═════ TEXT PASSAGE

Feb 20 2026 – The U.S. Supreme Court blocks the administration’s reliance on the International Emergency Economic Powers Act for worldwide tariffs, forcing a shift to Section 122 of the 1974 Trade Act for any new levies [2].

Feb 21 2026 – President Trump issues a proclamation that imposes a 10% temporary global tariff on all imports under Section 122 and, via social media, pledges to raise the rate to 15% later that day [2].

Feb 21 2026 – Trump follows through and raises the global tariff to 15% on the same Saturday, expanding the levy to goods not covered by existing sector‑specific agreements [2].

Feb 22 2026 – The British Chambers of Commerce estimates the 15% tariff will add £2‑3 bn in costs for UK exporters, affecting roughly 40,000 firms and likely being passed to U.S. customers [2].

Feb 22 2026 – Yale’s Budget Lab finds that 31‑63% of prior tariff costs were shifted to U.S. consumers, while the New York Fed reports nearly 90% of additional tariffs are borne by businesses and shoppers [2].

Feb 22 2026 – Trade officials warn that volatile U.S. tariffs could push exporters to diversify into Europe and the Indo‑Pacific, reducing product choice for U.S. shoppers [2].

Feb 22 2026 – Companies consider seeking refunds for the $130 bn in duties collected since April, but the administration has offered no clear process and lawsuits are already filed [2].

Feb 23 2026 – The European Union suspends its U.S.–EU tariff agreement, citing legal uncertainty after Trump’s 15% global levy announcement [1].

══════════

- **ASSIGNED TASK A**
List every distinct date that opens an entry in the tariff timeline.
- **ASSIGNED TASK B**
Reproduce the portion of the tariff timeline starting at "Feb 20 2026 – The" and ending at "any new levies [2].".
- **ASSIGNED TASK C**
Using the tariff timeline, decide whether each statement agrees with it: (i) The 10% tariff was imposed under Section 122. (ii) The British Chambers of Commerce expects about 60,000 UK firms to be affected. (iii) The administration has set out a clear process for refunds. Answer yes or no for each and quote the deciding words.

═════ RECORDS SUPPLIED

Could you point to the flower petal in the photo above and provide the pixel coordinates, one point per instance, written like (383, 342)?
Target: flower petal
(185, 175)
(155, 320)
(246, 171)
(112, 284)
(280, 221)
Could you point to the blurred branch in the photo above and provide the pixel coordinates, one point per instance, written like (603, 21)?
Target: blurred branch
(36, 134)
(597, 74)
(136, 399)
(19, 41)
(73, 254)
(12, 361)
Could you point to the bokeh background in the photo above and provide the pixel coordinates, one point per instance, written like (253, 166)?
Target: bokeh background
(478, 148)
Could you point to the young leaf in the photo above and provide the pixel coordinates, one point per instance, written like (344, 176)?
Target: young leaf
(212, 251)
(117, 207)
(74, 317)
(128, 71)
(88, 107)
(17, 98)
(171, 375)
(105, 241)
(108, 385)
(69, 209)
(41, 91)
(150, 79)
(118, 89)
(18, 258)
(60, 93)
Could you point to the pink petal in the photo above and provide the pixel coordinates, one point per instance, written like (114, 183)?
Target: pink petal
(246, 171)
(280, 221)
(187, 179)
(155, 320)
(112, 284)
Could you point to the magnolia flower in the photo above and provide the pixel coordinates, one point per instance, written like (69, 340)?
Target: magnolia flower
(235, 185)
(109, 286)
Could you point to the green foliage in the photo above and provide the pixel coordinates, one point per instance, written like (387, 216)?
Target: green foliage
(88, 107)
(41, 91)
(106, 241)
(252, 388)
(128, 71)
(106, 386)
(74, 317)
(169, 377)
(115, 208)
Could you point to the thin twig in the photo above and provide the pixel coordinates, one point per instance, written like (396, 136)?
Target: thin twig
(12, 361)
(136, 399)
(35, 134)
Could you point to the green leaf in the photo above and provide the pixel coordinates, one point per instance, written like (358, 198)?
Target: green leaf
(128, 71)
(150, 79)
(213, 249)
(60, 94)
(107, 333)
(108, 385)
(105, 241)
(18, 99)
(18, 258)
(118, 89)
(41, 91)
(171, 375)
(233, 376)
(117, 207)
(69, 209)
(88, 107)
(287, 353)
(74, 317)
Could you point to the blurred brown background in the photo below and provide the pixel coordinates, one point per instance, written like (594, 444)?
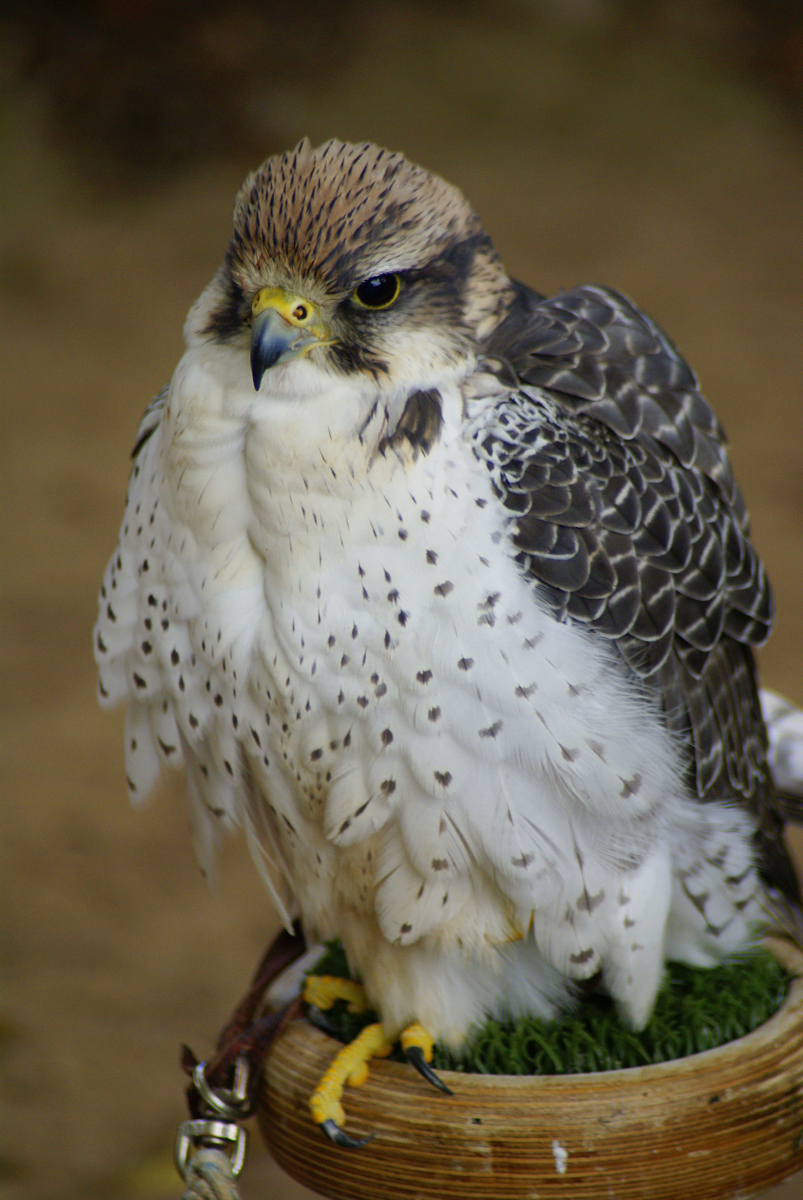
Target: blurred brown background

══════════

- **ANSWER A**
Feb 20 2026, Feb 21 2026, Feb 22 2026, Feb 23 2026

- **ANSWER B**
Feb 20 2026 – The U.S. Supreme Court blocks the administration’s reliance on the International Emergency Economic Powers Act for worldwide tariffs, forcing a shift to Section 122 of the 1974 Trade Act for any new levies [2].

- **ANSWER C**
(i) Yes: "imposes a 10% temporary global tariff on all imports under Section 122"
(ii) No: "affecting roughly 40,000 firms"
(iii) No: "the administration has offered no clear process"